Belge Metni:
========

Huzur veriyor bu yağmur insana
HUZUR VERİYOR BU YAĞMUR İNSANA
Ben yağmurlu havaları çok severim.
Güneşten hep kaçmışımdır.
Yani sıcak ve güneşli havaları sevmem.
Şimdi bizim büronun önündeki terasta oturuyorum.
Terasın üstü plastik kaplama.
Yağmurun yağısını zevkle seyrediyorum.
Bu yazımı da orada yazıyorum.
Bir tek yağmurun sesi var.
Huzur veriyor bana.
Belki de biraz sonra uykum gelir uyurum.
Ufak şeylerde mutluluğu bulmak çok güzel oluyor.
Hiç bir şeyden mutlu olmayan zevk almayan bir çok insan var.
Halbuki bunların paraları evleri köyleri var.
Ama suratlarından mutsuzluk akıyor.
Ufak şeylerden mutlu olmayı unutmuşuz gibi.
Yağmurlu havalarda ıslanmayı çok severim.
Sonrası da hastalanmak ama ben yine de seviyorum.
Son zamanlarda mahallemizden bir çok ağabeyimiz ve ablalarımız ahiret göç ettiler.
Yaşlandıkça ölümlerle yüz yüze geliyoruz.
Geçenlerde gariban bir arkadaşımız vefat etti.
Tabi ki cenazesi ortada kalmadı.

========

Veri kümesi satırları
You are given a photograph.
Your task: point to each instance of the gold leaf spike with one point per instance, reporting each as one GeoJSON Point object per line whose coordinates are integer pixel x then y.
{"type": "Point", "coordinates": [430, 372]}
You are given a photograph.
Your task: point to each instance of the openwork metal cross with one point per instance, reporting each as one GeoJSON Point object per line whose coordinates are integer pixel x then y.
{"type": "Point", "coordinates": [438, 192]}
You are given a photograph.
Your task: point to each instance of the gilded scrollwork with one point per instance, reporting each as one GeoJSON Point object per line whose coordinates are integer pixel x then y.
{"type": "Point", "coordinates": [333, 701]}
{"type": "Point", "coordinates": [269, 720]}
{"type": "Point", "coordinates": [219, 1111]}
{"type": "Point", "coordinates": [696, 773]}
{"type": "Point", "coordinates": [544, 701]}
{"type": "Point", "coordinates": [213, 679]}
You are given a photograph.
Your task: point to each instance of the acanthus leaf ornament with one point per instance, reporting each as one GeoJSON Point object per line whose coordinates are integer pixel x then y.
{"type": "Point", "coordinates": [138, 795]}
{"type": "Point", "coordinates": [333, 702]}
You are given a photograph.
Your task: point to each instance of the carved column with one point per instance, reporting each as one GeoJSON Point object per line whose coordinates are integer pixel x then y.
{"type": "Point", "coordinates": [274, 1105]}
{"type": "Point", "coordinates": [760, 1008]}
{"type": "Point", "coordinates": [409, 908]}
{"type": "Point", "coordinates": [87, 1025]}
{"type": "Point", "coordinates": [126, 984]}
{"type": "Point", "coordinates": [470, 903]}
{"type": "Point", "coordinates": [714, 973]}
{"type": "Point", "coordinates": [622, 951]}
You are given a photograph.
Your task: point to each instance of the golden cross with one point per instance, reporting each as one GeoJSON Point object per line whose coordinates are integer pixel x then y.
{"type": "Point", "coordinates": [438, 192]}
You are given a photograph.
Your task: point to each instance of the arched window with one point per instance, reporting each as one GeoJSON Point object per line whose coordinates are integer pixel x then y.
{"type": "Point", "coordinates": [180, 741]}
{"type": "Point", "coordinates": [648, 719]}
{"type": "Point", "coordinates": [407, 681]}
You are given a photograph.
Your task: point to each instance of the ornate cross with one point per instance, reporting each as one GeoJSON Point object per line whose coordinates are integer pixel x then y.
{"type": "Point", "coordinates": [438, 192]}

========

Yönerge: Yukarıdaki yağmur yazısında "Güneşten hep kaçmışımdır." ifadesinden "olmayı unutmuşuz gibi." ifadesine kadar uzanan bölümü hiç değiştirmeden yeniden yazın.

Örnek Cevap:
Güneşten hep kaçmışımdır.
Yani sıcak ve güneşli havaları sevmem.
Şimdi bizim büronun önündeki terasta oturuyorum.
Terasın üstü plastik kaplama.
Yağmurun yağısını zevkle seyrediyorum.
Bu yazımı da orada yazıyorum.
Bir tek yağmurun sesi var.
Huzur veriyor bana.
Belki de biraz sonra uykum gelir uyurum.
Ufak şeylerde mutluluğu bulmak çok güzel oluyor.
Hiç bir şeyden mutlu olmayan zevk almayan bir çok insan var.
Halbuki bunların paraları evleri köyleri var.
Ama suratlarından mutsuzluk akıyor.
Ufak şeylerden mutlu olmayı unutmuşuz gibi.